:: SOURCE ::
+ + +

Standard Manufacturing is offering a special-order, custom gun—the Colt Bird’s Head—that shows off a unique, historic SAA feature. The bird’s head was originally designed in 1850 for the Colt Derringers, and in 1877 it was incorporated into a line of full-frame revolvers simply called “Bird’s Head Colts.”

The Standard Bird’s Head is a top-quality gun using only the finest in materials and workmanship, and this is reflected in its $2,999 price tag. The overall fit and finish is perfect in every way, from the bluing to the indexed screws around the gun. If you run your finger along the line that separates the trigger guard or the loading gate from the frame, you don’t even know the line is there. It is perfectly balanced just like in the days of old, when it made a great concealment gun for gamblers or the local barkeep.

The gun is made from solid 4140 steel, and there are no cast or metal injection parts. I’ve visited the plant, and precision machinery is used throughout. Following the original Colt, various parts from this gun will fit older Colts, and there’s no safety lever, mechanism or transfer bar. Follow the old rule of load one, skip one, then load four.

+ + +

:: INSTRUCTIONS FOR THE TASK ::
Continue the passage on the Standard Manufacturing Bird's Head revolver from its last sentence. The data after this has no connection to the Bird's Head revolver passage.

Records taken from a collection
+ + +

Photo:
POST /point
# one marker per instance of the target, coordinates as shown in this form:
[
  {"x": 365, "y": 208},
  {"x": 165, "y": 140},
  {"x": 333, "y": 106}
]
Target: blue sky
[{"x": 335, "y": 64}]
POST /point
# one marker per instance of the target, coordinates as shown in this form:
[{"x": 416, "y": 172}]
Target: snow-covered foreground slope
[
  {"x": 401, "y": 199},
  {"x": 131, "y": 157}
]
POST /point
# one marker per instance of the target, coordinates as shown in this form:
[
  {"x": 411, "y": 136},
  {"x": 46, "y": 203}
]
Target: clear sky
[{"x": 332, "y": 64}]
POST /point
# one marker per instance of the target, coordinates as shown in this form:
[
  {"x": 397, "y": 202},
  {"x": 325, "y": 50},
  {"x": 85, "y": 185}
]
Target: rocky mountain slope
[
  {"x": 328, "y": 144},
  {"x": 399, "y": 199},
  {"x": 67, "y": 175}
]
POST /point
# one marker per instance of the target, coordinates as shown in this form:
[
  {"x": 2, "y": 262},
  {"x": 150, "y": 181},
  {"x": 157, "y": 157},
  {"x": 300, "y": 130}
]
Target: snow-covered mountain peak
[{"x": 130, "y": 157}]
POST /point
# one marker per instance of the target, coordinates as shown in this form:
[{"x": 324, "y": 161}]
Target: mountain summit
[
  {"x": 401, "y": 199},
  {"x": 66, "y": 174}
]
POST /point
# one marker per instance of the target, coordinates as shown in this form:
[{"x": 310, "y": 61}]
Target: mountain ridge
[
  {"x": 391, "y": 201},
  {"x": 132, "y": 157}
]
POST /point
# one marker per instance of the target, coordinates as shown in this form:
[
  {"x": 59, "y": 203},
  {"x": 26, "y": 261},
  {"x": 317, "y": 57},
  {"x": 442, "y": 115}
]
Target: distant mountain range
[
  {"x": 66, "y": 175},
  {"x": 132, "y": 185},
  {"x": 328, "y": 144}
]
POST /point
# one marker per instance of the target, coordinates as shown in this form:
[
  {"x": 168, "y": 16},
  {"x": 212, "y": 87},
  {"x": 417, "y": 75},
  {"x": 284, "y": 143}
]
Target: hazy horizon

+ + +

:: THE ANSWER ::
The bluing is bone and charcoal color case-hardening and is rich and colorful, with a gloss finish. the cylinder, barrel, ejector, grip frame and even both ends of the screws that run through the frame have been polished to the point they look like blue chrome.

The spurred hammer is wide and checkered and fits into the recess of the frame with precision. Typical of the Colt, you aim through a gutter on the topstrap. Trigger pull on my sample ran three pounds on the nose with just a little slack before the sear let go.

The faux ivory grips add elegance. As I mentioned, there is no discernible line between the grips and the grip frame except at the top where it is a little proud. The grips are handmade, and if you look closely, there is a small defect as might be found on real ivory.

Currently, the Colt Bird’s Head revolver is available with a 3.75-inch barrel in calibers to include the .45 Colt and the .44-40 Winchester, and it weighs 35 ounces.